Mailing List Archive

Messy children.
Hey,

I'm being a pollutant, sorry :)

Anyway, in our backhand directory (the one containing the arriba file, the
parent domain socket, and child domain sockets), we end up with 24,000
files hanging around, which steadily increases. Does this affect operation
at all? Should backhand be smart enough to ignore these files, or perhaps
remove them if it runs over them?

We're getting thousands of [Mon Apr 23 17:50:33 2001] [error]
mod_backhand: could not get valid connection -- forced local

errors, too. When things seem fine. Anyone else have a magic fix for this
kind of thing?

thanks, sorry for more mail...
-Alan
Messy children. [ In reply to ]
> I'm being a pollutant, sorry :)

Hardly...

> Anyway, in our backhand directory (the one containing the arriba file,
> the
> parent domain socket, and child domain sockets), we end up with 24,000
> files hanging around, which steadily increases. Does this affect
> operation
> at all? Should backhand be smart enough to ignore these files, or
> perhaps
> remove them if it runs over them?

Mod_backhand _should_ clean them up. And it should have no problem
overwriting them. And it definitely won't be confused by them. Any
directory with 24000 files in it will have performance issues on
standard unix filesystems. mod_backhand never does a readdir on this
directory, so if you are using a fast tree/btree/btree* based
filesystem, then you should see no noticable degradation in performance.

I just fixed the "cleaning" up part in CVS.

> We're getting thousands of [Mon Apr 23 17:50:33 2001] [error]
> mod_backhand: could not get valid connection -- forced local

This could be do to a lot of things. It is hard to tell where the
problem is occurring. There could be a client/server comminucation
issue (between the moderator and the children), but on what level that
is occurring is very hard to tell from that error message. What it
means is that the child has selected another server to forward the
request to bu can't get the connection it desires.

Is it because is (1) can't ask the question -- doesn't have a connection
to the moderator (2) gets a jibberish answer from the moderator -- this
"shouldn't" happen too often or (3) gets a connection from the moderator
that is dead.

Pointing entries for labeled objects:
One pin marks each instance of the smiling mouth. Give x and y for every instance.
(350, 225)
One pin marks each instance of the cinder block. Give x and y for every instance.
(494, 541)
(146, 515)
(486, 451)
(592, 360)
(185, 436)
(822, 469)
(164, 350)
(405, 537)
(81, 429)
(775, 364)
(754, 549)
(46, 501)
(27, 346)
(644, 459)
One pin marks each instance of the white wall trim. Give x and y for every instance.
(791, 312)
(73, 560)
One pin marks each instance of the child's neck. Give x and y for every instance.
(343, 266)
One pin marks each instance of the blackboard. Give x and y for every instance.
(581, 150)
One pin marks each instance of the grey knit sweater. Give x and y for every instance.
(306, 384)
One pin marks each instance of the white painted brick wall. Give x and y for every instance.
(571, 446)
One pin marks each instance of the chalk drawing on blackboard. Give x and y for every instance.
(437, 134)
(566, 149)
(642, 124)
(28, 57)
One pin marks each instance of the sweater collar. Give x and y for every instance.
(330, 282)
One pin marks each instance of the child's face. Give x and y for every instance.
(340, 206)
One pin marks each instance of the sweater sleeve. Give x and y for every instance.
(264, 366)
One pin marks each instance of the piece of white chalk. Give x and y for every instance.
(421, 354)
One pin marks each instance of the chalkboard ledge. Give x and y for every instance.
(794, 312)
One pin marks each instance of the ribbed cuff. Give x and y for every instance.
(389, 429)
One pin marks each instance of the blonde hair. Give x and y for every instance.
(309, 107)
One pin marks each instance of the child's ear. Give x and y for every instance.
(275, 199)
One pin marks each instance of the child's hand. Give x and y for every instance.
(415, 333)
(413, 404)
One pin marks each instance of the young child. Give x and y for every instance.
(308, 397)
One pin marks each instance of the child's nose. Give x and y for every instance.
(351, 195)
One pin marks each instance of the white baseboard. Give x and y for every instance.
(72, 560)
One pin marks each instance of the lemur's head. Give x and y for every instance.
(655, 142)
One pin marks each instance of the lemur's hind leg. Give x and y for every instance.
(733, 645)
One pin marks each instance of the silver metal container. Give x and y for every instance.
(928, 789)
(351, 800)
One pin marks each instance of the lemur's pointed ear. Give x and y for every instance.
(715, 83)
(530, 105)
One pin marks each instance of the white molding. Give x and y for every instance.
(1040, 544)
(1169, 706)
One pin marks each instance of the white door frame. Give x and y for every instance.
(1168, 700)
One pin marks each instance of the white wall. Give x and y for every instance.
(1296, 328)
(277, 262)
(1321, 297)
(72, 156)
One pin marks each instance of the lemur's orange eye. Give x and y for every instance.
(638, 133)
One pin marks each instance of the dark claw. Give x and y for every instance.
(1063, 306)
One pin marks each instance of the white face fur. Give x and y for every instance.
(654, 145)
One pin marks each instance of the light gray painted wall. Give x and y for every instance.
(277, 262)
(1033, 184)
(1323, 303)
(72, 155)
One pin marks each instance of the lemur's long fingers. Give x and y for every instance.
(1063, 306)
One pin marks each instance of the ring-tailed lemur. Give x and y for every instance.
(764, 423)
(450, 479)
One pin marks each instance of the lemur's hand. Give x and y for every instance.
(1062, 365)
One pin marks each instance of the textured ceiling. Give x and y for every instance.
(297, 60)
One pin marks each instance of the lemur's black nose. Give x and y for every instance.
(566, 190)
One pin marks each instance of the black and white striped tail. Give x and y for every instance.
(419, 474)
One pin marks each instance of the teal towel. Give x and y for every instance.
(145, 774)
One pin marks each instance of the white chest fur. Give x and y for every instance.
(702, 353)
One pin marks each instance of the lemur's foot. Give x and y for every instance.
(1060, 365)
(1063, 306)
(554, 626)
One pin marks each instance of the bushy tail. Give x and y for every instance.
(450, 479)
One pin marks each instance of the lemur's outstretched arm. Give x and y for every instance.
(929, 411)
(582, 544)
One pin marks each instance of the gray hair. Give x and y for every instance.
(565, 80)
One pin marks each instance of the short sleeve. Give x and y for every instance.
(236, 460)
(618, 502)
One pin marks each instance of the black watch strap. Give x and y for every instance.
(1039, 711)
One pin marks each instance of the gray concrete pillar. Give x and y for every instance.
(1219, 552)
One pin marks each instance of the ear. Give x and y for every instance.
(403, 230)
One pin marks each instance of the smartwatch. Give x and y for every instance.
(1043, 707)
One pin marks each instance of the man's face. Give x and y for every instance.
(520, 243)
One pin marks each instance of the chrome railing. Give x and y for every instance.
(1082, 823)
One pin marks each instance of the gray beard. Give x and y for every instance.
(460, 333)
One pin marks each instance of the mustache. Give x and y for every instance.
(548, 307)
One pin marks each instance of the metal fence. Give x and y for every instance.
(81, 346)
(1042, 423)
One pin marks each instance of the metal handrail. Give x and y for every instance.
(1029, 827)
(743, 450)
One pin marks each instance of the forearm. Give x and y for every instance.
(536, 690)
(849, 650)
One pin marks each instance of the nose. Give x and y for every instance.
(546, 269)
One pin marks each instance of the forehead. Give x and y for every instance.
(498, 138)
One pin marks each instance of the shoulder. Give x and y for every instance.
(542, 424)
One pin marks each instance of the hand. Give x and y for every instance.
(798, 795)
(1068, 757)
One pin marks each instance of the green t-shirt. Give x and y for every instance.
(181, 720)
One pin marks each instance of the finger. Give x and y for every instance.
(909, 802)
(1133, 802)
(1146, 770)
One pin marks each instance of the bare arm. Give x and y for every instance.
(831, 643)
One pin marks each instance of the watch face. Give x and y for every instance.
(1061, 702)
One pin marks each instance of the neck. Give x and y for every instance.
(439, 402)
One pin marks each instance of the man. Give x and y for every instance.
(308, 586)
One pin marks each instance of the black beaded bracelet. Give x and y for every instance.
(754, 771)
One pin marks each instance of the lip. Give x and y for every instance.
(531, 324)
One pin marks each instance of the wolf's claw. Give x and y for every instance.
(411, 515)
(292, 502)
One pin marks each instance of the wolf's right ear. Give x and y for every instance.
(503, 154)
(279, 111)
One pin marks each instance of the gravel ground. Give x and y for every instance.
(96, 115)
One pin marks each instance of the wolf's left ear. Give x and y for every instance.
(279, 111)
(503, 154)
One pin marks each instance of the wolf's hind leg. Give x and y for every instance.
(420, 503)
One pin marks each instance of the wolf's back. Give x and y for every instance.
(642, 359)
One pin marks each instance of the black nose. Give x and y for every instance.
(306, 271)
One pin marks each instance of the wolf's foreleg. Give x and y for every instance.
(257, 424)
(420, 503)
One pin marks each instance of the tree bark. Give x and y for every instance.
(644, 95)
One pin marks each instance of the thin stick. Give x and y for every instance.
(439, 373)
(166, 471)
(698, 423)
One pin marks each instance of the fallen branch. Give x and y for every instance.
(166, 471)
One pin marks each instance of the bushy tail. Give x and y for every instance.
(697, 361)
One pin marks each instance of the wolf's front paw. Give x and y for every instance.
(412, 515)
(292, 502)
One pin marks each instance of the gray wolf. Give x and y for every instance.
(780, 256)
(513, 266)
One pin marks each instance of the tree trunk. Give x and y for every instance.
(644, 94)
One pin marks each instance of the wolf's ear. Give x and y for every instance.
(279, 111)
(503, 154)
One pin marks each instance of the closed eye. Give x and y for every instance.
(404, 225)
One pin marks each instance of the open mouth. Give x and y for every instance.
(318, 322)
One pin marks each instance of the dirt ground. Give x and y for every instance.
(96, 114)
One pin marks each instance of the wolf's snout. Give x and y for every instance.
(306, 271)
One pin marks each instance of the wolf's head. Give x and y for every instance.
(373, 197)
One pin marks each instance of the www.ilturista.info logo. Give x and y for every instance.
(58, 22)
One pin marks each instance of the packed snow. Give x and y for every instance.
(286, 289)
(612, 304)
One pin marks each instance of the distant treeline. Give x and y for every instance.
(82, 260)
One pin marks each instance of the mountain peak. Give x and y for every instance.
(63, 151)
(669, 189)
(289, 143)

- Request 1
In the mod_backhand thread above, extract word for word the part that opens with the words containing "Mod_backhand _should_ clean" and closes with "degradation in performance.".
- Request 2
Translate this sentence from the mod_backhand thread into Spanish: "Any directory with 24000 files in it will have performance issues on standard unix filesystems."

- Written response 1
Mod_backhand _should_ clean them up. And it should have no problem
overwriting them. And it definitely won't be confused by them. Any
directory with 24000 files in it will have performance issues on
standard unix filesystems. mod_backhand never does a readdir on this
directory, so if you are using a fast tree/btree/btree* based
filesystem, then you should see no noticable degradation in performance.

- Written response 2
Cualquier directorio que contenga 24000 archivos tendrá problemas de rendimiento en los sistemas de archivos Unix estándar.